◆ Task requirements:
Give only the number of lines in these records that include "target".

Record set below:

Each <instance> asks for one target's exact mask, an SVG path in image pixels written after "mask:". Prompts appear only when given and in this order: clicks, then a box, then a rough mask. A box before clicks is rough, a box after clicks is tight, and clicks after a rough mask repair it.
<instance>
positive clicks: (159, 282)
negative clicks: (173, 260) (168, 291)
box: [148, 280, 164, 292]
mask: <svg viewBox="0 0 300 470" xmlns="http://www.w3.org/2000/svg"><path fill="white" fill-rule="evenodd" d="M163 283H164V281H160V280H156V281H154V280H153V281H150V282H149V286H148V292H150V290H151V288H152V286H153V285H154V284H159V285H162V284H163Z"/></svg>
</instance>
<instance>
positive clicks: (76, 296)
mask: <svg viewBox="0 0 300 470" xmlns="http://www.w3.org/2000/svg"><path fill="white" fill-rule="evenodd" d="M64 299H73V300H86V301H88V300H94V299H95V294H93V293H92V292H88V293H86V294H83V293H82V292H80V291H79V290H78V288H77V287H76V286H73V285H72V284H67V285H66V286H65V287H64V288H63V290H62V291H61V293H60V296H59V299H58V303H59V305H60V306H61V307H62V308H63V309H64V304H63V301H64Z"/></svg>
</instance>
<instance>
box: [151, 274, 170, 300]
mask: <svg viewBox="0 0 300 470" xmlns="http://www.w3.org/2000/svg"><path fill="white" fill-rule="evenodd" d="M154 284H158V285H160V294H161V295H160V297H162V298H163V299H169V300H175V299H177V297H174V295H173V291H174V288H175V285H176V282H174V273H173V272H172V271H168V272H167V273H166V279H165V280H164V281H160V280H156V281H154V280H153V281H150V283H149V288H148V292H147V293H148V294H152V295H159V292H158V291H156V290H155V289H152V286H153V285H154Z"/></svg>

End of Record set.
Record set below:

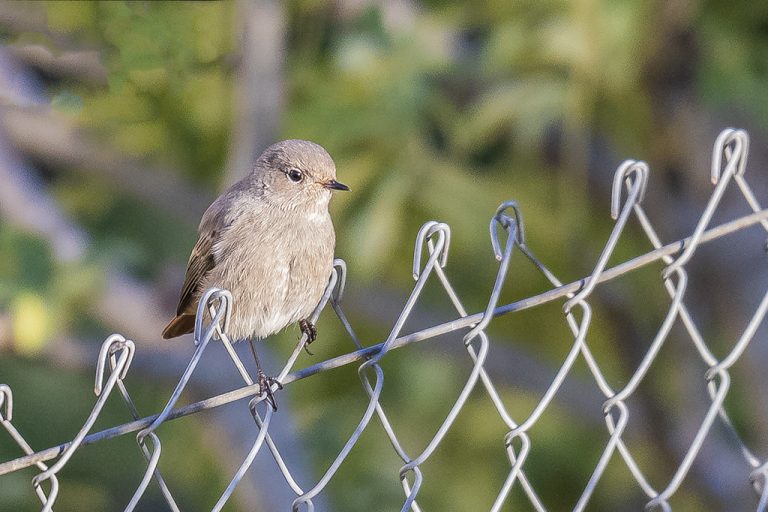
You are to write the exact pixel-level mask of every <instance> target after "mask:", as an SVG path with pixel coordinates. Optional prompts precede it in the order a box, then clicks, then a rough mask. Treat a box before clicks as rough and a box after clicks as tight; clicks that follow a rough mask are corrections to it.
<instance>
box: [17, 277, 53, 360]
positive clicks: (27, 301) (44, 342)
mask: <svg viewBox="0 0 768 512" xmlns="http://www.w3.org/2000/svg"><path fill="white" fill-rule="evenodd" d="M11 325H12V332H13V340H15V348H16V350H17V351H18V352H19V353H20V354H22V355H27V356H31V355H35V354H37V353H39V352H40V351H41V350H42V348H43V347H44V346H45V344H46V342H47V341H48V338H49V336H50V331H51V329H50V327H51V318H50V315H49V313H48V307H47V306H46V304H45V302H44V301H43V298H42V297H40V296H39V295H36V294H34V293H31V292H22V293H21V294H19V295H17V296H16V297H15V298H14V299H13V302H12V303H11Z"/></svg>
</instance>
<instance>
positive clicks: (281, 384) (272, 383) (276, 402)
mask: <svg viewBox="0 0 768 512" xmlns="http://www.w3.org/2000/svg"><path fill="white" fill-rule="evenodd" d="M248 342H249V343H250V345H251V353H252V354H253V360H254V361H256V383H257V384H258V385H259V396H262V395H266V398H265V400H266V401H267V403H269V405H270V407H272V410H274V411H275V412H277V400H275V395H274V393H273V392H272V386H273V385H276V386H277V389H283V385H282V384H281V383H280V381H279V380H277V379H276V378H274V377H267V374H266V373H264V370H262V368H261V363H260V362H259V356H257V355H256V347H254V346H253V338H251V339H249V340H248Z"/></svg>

End of Record set.

◆ Written solution:
2